PASSAGE TO READ.
######
# Pins in AP



## thereisnospoon (Apr 11, 2009)

Well, I haven't been around in a while but I still love visiting the site andnseeing others accomplishments. Once such visit about a month ago rekindled my interest and while I don't have the room or safe space for processing on a large scale, I was motivated to process the pile of gold pins I had collected off all the boars, etc. I processed back in the summer of 2007.

I used 1/2 water and 1/2 muratic acid to start (about 2 cups each). It was still a little cold here so I added a little H202 to kick off the process. Then I just let the stuff sit and about once a week I go stir. When I got back to it this week, there seems to have been a breakthrough.

So I have 2 questions:

1. I have nice shiney gold particles floating in the solution and when I stir even more , but there is still a fairly large pile of pins and stuff remaining (about 1/4 of the original volume of pins) in the bottom of the solution. At what point is there a "break even" where the process will start to melt the gold and I'll lose it into the AP?

2. If Some of the gold has gone into solution, can I use the SMB to drop it out of that as well, or is there a BETTER process?

Thanks,
Spoon


----------



## lazersteve (Apr 11, 2009)

Spoon,

Add an air bubbler, a loose fitting lid, and a cup of HCl and let the reaction continue. Air and HCl won't touch the gold, but HCl and Peroxide will.

Steve


----------



## thereisnospoon (Apr 11, 2009)

Thanks Steve,

you da man!

SPoon


----------



## glorycloud (Apr 11, 2009)

Steve,

Can he still drop any gold that has gone into solution because of the AP?

I have some pins from the green fiber CPUs that have been soaking in AP for a long time. The solution was getting a milky grey color because of some IC's that the AP had dissolved (I guess) from the bottom of the CPUs. I filtered off most of the liquid and started a fresh batch of AP. When I added he H2O2 again the solution turned a bright yellow / orange color so I bet I have gold in solution.

I am hoping to filter off the solution away from the remaining pins, process the flakes and use SMB to drop the gold from the solution. Would that be the best way to go??
######
SUPPLIED ENTRIES.
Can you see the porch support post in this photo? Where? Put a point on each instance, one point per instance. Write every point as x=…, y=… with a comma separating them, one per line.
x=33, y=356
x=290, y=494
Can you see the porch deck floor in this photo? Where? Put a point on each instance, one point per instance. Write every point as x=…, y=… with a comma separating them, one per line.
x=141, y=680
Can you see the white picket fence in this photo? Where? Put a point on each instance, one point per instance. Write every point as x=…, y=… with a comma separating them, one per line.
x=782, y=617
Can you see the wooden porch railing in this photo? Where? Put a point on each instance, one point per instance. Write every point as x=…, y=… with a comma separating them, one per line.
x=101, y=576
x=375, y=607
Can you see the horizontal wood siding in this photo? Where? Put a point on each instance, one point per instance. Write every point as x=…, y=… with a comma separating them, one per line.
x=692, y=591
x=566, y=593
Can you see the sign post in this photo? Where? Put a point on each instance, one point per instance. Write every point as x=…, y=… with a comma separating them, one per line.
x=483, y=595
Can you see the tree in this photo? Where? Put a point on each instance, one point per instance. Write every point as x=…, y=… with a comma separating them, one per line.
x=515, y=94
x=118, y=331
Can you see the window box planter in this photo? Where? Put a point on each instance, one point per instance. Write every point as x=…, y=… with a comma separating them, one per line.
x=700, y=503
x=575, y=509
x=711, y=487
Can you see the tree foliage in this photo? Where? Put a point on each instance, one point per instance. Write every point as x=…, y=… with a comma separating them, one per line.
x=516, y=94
######
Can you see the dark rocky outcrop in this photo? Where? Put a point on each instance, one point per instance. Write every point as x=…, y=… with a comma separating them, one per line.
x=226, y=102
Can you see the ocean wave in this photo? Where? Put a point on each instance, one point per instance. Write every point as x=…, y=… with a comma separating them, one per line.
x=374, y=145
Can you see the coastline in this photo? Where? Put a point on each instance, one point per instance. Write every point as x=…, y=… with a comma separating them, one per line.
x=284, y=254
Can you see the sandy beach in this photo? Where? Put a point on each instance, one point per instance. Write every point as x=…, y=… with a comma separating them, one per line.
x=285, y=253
######
PROBLEM SET.
1. In the forum thread about pins in AP, rewrite everything from "1. I have nice" down to "lazersteve (Apr 11, 2009)", swapping "solution" for "bath".
2. In the forum thread about pins in AP, what three things does lazersteve tell Spoon to add?
3. Write what comes next in the forum thread about pins in AP, starting after its last post.

SOLVED TASKS.
1.
1. I have nice shiney gold particles floating in the bath and when I stir even more , but there is still a fairly large pile of pins and stuff remaining (about 1/4 of the original volume of pins) in the bottom of the bath. At what point is there a "break even" where the process will start to melt the gold and I'll lose it into the AP?

2. If Some of the gold has gone into bath, can I use the SMB to drop it out of that as well, or is there a BETTER process?

Thanks,
Spoon


----------



## lazersteve (Apr 11, 2009)

2. An air bubbler, a loose fitting lid, and a cup of HCl.

3.
Thanks!!


----------



## lazersteve (Apr 11, 2009)

Glory,

I try to avoid adding SMB to AP as it forms a very fine gold powder that frequently redissolves back into the solution before it settles. The best way to get dissolved gold out of AP is to use the AP until it is saturated with copper. The gold will then cement out as brown/black mud.

Steve


----------



## thereisnospoon (Apr 12, 2009)

> I try to avoid adding SMB to AP as it forms a very fine gold powder that frequently redissolves back into the solution before it settles. The best way to get dissolved gold out of AP is to use the AP until it is saturated with copper. The gold will then cement out as brown/black mud.



[slaps forhead] DOH! NO tellin how much gold I trashed...

What is the fine white powder along with the gold from the pins...is it the solver base by chance?

Spoon


----------



## lazersteve (Apr 12, 2009)

Spoon said:


> What is the fine white powder along with the gold from the pins...is it the solver base by chance?



It's copper I chloride most likely, especially if it dissolves in HCl to form a deep brown liquid.

Steve


----------



## glorycloud (Apr 12, 2009)

what do you do about the fine white powder? Just keep using the AP or should you do something else??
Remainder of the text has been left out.